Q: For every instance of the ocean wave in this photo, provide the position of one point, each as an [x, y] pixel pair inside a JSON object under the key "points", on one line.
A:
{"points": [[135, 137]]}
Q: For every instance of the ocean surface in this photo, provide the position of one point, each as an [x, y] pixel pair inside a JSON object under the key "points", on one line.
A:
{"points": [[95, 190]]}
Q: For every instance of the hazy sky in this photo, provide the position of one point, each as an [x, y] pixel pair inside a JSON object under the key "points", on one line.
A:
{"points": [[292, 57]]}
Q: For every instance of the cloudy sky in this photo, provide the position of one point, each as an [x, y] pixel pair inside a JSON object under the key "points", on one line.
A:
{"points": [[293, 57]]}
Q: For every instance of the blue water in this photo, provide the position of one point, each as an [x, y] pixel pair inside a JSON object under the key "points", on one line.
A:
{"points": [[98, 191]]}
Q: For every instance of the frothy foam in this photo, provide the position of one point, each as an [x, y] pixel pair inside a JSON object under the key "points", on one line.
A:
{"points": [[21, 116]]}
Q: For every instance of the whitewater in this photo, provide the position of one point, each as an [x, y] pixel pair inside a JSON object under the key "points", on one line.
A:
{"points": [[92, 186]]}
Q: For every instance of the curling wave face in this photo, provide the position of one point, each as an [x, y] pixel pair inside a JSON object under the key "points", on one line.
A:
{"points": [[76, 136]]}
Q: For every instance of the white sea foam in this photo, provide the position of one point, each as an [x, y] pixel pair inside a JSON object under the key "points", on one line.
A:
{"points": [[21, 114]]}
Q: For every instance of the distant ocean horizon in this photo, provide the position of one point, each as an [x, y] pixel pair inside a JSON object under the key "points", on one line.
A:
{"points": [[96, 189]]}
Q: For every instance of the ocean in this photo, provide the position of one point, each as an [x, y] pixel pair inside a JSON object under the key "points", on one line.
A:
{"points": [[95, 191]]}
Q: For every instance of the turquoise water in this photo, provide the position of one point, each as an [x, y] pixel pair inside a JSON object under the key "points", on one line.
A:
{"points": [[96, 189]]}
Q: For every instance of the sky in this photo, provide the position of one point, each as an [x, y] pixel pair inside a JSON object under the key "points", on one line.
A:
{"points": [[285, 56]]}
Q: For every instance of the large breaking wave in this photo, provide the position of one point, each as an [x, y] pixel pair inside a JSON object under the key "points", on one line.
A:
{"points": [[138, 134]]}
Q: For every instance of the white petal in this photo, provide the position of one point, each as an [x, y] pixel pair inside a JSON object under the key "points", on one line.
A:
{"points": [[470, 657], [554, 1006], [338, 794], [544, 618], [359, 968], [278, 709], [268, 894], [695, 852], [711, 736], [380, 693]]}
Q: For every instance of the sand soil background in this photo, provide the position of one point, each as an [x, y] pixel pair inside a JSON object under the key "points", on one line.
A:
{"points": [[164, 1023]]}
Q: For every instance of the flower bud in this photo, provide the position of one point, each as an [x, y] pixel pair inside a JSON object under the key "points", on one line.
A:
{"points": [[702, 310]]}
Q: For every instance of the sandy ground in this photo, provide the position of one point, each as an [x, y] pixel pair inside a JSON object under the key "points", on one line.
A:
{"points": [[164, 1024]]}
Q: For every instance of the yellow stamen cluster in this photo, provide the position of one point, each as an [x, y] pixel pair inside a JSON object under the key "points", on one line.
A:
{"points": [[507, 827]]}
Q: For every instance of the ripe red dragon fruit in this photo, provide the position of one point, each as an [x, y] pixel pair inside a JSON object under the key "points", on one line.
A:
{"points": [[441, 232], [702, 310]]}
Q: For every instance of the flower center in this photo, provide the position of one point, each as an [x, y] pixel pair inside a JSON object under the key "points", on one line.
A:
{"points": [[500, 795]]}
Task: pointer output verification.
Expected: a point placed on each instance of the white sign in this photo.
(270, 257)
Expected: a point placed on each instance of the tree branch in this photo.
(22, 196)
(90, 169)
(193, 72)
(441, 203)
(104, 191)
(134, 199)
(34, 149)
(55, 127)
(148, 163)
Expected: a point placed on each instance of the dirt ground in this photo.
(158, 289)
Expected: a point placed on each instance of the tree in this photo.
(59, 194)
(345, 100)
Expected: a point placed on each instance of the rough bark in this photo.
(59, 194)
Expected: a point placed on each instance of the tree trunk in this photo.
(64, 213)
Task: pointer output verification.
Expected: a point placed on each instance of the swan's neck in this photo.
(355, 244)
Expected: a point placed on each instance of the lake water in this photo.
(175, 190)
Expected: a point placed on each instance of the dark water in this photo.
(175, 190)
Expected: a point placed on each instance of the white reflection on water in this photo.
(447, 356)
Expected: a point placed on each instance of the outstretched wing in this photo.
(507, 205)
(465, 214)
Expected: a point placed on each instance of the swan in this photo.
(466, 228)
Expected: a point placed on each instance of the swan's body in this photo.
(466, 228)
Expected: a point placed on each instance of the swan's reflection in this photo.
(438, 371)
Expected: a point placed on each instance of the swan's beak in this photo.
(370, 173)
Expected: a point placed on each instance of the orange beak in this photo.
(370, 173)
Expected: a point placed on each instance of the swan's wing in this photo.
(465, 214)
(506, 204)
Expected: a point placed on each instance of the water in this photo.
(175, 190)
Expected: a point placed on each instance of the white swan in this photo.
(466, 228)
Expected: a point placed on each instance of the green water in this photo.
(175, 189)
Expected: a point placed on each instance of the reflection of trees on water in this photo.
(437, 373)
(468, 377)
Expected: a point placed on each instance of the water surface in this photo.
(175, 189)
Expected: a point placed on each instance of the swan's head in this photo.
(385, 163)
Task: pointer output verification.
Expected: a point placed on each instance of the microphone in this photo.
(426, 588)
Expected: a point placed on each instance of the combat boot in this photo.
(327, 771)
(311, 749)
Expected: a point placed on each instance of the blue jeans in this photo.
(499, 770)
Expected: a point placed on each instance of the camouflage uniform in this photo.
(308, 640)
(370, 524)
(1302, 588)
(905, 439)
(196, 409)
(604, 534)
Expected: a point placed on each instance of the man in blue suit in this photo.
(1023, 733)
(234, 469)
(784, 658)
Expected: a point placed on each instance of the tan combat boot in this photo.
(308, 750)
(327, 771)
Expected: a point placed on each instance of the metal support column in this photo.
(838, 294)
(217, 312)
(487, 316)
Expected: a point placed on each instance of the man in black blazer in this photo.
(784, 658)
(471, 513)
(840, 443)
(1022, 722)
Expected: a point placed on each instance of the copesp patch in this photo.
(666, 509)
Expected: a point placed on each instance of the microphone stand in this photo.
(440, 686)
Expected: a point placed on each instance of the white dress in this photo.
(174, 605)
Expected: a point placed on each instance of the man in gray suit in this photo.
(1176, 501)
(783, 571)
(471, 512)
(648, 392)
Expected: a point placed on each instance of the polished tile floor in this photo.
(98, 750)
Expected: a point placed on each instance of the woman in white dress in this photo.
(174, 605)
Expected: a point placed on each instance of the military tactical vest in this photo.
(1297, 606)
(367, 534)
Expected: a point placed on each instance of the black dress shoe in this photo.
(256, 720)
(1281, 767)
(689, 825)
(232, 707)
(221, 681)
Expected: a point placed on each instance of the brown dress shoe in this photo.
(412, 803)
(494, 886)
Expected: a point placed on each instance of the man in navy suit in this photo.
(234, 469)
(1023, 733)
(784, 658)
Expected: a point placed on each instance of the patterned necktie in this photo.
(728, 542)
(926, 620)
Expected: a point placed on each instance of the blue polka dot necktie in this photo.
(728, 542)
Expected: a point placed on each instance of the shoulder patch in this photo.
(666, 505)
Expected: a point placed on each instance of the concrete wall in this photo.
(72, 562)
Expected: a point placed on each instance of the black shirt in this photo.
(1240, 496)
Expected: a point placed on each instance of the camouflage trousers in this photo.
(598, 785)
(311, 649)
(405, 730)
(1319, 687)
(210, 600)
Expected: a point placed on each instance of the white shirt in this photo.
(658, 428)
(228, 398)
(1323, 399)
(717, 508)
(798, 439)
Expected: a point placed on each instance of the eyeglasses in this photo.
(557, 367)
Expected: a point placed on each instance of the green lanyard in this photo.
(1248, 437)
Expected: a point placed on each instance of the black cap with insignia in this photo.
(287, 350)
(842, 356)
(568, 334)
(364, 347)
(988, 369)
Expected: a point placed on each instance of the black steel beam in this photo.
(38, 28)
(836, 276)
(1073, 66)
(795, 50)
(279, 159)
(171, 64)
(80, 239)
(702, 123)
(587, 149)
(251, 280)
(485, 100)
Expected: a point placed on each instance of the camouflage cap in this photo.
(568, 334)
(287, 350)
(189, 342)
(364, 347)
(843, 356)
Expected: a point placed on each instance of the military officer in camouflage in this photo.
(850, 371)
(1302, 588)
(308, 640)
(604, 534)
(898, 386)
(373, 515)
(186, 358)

§

> [Your goal] Retype exactly, and only, the lines that run from the one with "Expected: a point placed on each instance of the camouflage cap" through the final line of the entries.

> [Exercise solution]
Expected: a point placed on each instance of the camouflage cap in this photo.
(568, 334)
(287, 350)
(189, 342)
(364, 347)
(843, 356)
Expected: a point placed on each instance of the military officer in camouflage in this photo.
(850, 371)
(1302, 588)
(308, 640)
(604, 534)
(898, 386)
(373, 515)
(186, 358)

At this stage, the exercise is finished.